◆ Exercise set:
1. Using the article on Eliahu Rosenberg's 1947 deposition, decide whether each statement agrees with it: (a) the deposition was signed in Vienna on December 24, 1947; (b) Rosenberg was deported from the Warsaw Ghetto together with his father and two brothers; (c) the transport to Treblinka took 11 hours. Answer yes or no for each and quote the deciding words of the article.
2. Reproduce the passage of the article on Eliahu Rosenberg's 1947 deposition from "Eliahu Rosenberg’s 1947" to "a prisoner uprising.", changing nothing.

◆ Supplied text:
%%

Eliahu Rosenberg’s 1947 deposition on Treblinka
Many revisionists are likely familiar with the name of Eliyahu Rosenberg from the Demjanjuk affair. Rosenberg was the witness who swore that the Ukrainian-born Cleveland mechanic John Demjanjuk was the one and the same as “Ivan the Terrible”, a notorious guard at the Treblinka “death camp” – only for it to be found out that he had previously testified that “Ivan” had been killed during a prisoner uprising.
However, Rosenberg’s strained relationship with the truth is not limited to the above episode. As a key witness to the alleged gas chamber killings at Treblinka, Rosenberg also testified at the Eichmann Trial in Jerusalem as well as the at the trials against former Treblinka personnel held in former West Germany. The perhaps most crucial testimony left by Rosenberg consists of a 12-page typewritten deposition (Tatsachenbericht) signed by Rosenberg (as Elias Rosenberg) in Vienna on December 24, 1947 – that is, roughly four years after his escape from Treblinka. The deposition gathered dust for decades before being discovered at the time of the Demjanjuk trial. It was published by journalist H.P. Rullman in his book on the trial, Der Fall Demjanjuk – Unschuldiger oder Massenmörder? (Verlag Helmut Wild 1987), and later also made available online in facsimile.[1]In the following article, I will scrutinize this piece of testimony and the relation of its contents to the orthodox historiography of the camp.
Deportation to Treblinka
On page one of the report, we are told that Rosenberg was deported from the Warsaw Ghetto on August 20, 1942, together with his mother and three sisters. Together with 6000 other Jews, they were loaded onto a train consisting of 60 cars. The transport to “the infamous death camp” Treblinka via “the town of Malkinia” took 11 hours – Rosenberg speculates that the Germans chose a longer than necessary route just in order to fool the deportees! One may note, that at the Eichmann Trial the Attorney General for an unknown reason (possibly based on pre-trial investigation material) suggested that Rosenberg and his family had been deported on July 11, 1942 – a suggestion to which Rosenberg merely replied that the deportation had taken place “in the summer”.[2]
The Description of Treblinka II
This is how Rosenberg describes the location and size of Treblinka II:
The camp was located about 83 kilometers from Warsaw, in the middle of a forest. The camp covered an area of approximately 4 square kilometers and lay quite isolated. The closest village, named Kutaski Vulka Wiginowska, was about 1 kilometer away. The camp was built in 1941 by Jews who first had to clear the area that was to be used. Those Jews were later killed.[3]
Rosenberg has the name of the nearest village wrong – Wolka Okraglik is slightly closer to the camp, but there is also village called Kutaski-Stare about a kilometer north-west of Treblinka II which may be the village the witness is thinking of. Besides, only the northern part of Treblinka II bordered on a wooded area. Those mistakes are of course understandable. Likewise, the statement regarding the construction of the camp can only be based on hearsay, so that Rosenberg may have been mistaken in earnest when writing this.
On the other hand, it is hard to see how the witness could be as grossly mistaken regarding the dimensions of the camp that he is. In reality, Treblinka II covered an area corresponding to about five percent of the four square kilometers claimed by Rosenberg.[4]As we will see later on, our witness could not only offer more or less exact measures for a number of buildings and other features in the camp, but he had also spent time in both the "reception camp", "the sorting camp" and the proper "death camp", together making up close to four fifths of the entire camp area. As pointed out below, Rosenberg's exaggeration of the camp's size likely had to do with his claims regarding the mass graves and the number of victims allegedly contained in them.

%%

[Saved entries]
%%

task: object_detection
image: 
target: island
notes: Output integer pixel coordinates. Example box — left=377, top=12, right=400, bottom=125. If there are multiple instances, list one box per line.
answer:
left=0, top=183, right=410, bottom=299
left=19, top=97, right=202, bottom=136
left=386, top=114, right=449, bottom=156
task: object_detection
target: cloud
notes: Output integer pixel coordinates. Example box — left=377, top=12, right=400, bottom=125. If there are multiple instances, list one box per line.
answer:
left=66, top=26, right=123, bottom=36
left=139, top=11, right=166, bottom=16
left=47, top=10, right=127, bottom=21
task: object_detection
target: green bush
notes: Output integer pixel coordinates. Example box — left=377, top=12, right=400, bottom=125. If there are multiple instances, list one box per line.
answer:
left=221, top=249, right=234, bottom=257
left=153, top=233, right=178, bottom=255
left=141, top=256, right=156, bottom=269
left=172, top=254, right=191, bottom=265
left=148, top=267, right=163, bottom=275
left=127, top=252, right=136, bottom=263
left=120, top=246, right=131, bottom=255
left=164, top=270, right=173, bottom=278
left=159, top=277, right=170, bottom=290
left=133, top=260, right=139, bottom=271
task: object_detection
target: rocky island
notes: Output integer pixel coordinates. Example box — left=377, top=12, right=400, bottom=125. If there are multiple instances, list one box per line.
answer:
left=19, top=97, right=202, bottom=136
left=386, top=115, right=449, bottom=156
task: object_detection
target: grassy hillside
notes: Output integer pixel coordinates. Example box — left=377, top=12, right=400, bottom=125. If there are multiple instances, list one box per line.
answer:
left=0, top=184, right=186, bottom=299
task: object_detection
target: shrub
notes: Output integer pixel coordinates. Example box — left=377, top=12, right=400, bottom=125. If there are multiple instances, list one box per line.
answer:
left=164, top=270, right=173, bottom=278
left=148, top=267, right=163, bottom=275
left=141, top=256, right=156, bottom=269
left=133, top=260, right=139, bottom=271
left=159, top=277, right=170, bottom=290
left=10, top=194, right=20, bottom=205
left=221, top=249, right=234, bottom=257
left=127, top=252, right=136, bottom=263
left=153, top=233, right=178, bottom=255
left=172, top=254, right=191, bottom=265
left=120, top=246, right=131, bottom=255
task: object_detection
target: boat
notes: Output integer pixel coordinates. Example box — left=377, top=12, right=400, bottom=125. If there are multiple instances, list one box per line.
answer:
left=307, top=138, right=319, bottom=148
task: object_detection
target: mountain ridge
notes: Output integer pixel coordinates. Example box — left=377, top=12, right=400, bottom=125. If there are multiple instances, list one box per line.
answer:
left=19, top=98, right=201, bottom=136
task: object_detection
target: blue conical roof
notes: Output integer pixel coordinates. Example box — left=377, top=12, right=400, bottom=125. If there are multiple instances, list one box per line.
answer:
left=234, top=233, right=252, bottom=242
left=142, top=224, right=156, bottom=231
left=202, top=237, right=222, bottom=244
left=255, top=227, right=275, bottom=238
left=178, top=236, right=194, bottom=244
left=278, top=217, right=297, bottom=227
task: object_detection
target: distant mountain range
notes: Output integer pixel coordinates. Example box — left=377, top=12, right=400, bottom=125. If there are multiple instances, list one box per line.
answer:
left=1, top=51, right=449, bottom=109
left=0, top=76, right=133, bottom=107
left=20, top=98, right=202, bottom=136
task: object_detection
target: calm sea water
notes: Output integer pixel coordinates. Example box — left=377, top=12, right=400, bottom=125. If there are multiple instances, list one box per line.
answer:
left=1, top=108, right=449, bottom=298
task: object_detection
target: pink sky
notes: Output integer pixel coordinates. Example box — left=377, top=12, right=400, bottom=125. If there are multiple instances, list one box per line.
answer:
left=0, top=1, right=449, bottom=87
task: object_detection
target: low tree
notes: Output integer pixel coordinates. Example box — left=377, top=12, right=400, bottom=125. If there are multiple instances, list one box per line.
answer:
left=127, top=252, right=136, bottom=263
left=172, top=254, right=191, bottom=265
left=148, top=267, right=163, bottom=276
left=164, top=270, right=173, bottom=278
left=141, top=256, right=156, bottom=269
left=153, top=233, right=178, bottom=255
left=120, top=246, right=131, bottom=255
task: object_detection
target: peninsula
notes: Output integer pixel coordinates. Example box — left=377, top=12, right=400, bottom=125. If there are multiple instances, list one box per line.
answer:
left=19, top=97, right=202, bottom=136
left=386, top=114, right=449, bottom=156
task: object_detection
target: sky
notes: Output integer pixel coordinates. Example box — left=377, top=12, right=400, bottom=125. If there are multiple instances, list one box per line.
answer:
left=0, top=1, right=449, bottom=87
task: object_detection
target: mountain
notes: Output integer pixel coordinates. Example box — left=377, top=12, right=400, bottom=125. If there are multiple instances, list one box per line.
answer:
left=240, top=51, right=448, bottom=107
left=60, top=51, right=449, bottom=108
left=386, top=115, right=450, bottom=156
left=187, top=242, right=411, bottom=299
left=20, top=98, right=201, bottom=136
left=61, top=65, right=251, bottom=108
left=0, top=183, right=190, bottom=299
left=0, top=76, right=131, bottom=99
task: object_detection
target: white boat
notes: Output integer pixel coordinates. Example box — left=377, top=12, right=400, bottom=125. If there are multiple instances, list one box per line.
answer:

%%

◆ List of answers:
1.
(a) Yes: "signed by Rosenberg (as Elias Rosenberg) in Vienna on December 24, 1947"
(b) No: "together with his mother and three sisters"
(c) Yes: "The transport to “the infamous death camp” Treblinka via “the town of Malkinia” took 11 hours"

2.
Eliahu Rosenberg’s 1947 deposition on Treblinka
Many revisionists are likely familiar with the name of Eliyahu Rosenberg from the Demjanjuk affair. Rosenberg was the witness who swore that the Ukrainian-born Cleveland mechanic John Demjanjuk was the one and the same as “Ivan the Terrible”, a notorious guard at the Treblinka “death camp” – only for it to be found out that he had previously testified that “Ivan” had been killed during a prisoner uprising.